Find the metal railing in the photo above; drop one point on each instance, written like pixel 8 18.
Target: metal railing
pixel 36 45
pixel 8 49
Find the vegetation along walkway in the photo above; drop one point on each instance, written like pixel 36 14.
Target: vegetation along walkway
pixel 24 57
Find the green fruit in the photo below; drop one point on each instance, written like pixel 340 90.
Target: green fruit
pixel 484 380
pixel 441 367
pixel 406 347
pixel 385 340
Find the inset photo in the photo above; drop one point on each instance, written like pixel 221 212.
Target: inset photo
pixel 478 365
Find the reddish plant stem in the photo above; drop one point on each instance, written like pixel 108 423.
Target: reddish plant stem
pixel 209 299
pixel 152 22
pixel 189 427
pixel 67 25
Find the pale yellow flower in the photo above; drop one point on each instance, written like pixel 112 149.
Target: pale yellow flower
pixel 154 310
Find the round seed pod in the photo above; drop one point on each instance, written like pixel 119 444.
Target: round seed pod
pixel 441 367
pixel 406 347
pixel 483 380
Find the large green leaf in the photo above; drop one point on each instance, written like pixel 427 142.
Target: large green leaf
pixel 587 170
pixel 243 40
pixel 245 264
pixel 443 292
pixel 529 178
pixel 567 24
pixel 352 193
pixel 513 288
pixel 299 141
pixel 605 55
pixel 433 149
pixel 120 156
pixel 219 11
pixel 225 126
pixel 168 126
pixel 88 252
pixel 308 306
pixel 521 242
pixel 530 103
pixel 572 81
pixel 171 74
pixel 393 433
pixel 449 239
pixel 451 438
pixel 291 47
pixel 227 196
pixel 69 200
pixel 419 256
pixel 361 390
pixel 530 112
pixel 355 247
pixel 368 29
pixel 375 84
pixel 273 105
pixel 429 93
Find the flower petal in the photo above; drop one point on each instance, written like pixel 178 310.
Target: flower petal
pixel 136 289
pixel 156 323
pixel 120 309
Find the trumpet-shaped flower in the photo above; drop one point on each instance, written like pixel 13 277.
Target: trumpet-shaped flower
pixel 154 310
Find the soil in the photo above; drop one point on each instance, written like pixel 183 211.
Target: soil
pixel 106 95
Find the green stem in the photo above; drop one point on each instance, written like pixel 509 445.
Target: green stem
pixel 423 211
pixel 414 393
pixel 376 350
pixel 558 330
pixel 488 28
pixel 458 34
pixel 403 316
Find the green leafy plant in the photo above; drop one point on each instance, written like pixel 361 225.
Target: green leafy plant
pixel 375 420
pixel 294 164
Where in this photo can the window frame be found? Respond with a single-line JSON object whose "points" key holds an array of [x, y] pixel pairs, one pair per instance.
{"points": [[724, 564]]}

::::::::

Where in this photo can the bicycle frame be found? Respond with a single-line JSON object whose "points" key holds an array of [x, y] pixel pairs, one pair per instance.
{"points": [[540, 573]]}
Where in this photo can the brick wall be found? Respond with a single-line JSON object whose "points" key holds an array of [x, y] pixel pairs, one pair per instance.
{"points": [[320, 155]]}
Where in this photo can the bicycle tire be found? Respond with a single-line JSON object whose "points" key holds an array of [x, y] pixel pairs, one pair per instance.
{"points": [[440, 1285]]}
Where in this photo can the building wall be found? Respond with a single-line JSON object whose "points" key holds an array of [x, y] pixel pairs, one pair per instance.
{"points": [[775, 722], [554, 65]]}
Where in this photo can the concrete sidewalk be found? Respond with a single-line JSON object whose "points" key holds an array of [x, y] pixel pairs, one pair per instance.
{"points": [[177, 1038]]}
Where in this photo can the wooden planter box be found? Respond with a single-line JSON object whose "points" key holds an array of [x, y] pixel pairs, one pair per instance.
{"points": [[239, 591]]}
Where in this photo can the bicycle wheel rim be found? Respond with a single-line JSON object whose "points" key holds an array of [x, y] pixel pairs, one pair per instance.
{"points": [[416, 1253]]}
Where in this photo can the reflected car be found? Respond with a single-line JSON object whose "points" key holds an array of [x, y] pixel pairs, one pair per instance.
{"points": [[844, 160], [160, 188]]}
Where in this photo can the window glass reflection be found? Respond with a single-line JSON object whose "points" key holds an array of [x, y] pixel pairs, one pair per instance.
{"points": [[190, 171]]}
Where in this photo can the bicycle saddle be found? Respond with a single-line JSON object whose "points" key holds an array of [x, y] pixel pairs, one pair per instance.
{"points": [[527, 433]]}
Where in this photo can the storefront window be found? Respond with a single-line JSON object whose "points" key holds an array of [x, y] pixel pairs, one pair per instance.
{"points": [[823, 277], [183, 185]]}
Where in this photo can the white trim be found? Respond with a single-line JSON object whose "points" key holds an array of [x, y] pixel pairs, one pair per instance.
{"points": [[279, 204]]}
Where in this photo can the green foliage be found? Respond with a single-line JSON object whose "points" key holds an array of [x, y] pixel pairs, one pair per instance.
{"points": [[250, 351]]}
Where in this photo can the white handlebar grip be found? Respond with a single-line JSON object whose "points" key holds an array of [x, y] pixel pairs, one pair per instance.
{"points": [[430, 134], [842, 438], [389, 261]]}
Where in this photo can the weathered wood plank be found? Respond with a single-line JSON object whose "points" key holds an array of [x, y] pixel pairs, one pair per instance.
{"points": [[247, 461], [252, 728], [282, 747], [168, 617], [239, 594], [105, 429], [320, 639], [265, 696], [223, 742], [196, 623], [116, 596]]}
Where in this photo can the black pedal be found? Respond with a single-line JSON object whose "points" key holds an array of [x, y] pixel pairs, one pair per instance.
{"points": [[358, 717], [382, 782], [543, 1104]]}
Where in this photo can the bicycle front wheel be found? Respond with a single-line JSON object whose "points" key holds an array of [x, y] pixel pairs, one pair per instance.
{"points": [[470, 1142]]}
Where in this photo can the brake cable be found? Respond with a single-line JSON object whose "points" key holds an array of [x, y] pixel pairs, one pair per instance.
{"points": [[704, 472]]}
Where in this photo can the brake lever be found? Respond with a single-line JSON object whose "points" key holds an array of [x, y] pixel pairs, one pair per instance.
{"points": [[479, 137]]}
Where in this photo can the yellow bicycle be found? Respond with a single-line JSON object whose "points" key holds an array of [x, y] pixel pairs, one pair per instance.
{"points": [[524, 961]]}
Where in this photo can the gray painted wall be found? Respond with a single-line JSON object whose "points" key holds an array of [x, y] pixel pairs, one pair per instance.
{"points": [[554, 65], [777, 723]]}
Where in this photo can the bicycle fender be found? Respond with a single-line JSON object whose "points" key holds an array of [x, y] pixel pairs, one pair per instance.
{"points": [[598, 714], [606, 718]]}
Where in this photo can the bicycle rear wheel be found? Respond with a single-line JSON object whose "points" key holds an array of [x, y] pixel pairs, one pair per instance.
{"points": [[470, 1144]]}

::::::::

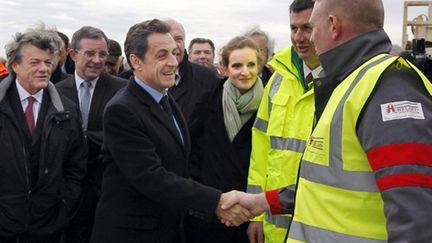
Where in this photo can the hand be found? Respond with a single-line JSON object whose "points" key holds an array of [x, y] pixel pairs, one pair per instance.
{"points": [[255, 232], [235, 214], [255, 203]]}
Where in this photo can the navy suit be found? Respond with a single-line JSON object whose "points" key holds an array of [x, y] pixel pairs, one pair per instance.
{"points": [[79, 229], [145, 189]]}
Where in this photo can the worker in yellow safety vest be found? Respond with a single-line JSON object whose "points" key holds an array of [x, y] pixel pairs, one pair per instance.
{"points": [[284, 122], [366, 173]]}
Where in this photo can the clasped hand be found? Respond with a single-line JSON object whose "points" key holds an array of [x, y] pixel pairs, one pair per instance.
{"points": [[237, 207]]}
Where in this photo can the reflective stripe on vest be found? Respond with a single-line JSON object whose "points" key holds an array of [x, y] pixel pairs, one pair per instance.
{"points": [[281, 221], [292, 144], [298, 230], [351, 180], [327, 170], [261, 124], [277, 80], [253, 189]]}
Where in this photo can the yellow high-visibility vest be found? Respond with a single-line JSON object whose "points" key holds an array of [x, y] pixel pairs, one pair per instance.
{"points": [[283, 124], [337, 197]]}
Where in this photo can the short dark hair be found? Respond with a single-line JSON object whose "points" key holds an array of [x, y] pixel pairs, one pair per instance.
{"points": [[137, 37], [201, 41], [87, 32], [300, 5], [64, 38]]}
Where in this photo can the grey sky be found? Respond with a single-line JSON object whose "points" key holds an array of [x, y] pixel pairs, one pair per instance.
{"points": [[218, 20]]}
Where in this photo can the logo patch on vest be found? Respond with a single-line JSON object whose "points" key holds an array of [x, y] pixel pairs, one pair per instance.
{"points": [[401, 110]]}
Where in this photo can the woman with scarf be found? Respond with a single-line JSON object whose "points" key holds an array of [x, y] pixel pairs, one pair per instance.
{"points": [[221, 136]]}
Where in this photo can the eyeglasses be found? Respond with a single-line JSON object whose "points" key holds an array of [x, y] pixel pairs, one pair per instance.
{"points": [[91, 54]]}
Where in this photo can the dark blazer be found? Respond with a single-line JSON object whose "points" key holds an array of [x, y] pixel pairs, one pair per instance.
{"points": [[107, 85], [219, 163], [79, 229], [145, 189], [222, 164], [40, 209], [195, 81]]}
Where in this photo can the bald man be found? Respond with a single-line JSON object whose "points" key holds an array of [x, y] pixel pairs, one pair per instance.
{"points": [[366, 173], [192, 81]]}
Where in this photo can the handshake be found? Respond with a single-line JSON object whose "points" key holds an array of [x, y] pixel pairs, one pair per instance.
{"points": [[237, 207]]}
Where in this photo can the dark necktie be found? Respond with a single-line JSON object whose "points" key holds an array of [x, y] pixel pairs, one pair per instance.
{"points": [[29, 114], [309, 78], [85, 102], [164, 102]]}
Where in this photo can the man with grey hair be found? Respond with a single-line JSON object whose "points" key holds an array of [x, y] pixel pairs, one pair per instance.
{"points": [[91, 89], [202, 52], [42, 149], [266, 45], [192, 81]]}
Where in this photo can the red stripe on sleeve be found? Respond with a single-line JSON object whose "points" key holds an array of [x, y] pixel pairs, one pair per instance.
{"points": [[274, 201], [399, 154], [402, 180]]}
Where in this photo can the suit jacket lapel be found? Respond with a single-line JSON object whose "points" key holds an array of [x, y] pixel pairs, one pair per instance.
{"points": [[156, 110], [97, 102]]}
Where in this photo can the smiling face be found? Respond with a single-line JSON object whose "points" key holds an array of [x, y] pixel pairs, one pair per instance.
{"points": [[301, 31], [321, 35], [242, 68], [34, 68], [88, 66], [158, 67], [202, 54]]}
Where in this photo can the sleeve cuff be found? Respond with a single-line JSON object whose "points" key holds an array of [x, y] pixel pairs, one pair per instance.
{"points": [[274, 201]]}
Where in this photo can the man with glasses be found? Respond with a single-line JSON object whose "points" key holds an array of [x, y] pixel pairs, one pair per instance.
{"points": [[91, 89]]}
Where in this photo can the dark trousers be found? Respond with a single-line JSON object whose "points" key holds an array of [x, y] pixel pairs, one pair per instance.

::::::::

Look above for the line holding "Where in this photo can the sleeve", then set down exactly that line and every line after it up to and including the line holding "Where in this photo can the dark trousers", with nothing else.

- **COMPLETED TASK**
Where in this photo can the sleeve cuff be found? Respond with a single-line JSON object whose "points" key holds an array of [x, y] pixel pairs, one pair per instance.
{"points": [[274, 201]]}
Where in this photo can the man with glasses be found? Respond with a single-line JSON object whose "points" key holds an array of [x, y] pixel pairs, one pair per instance.
{"points": [[91, 89]]}
Where in this photo can the dark trousers be found? Respond with a single-line JSON object whose "points" key holds an array of [x, y] pixel pairs, one pair per instance.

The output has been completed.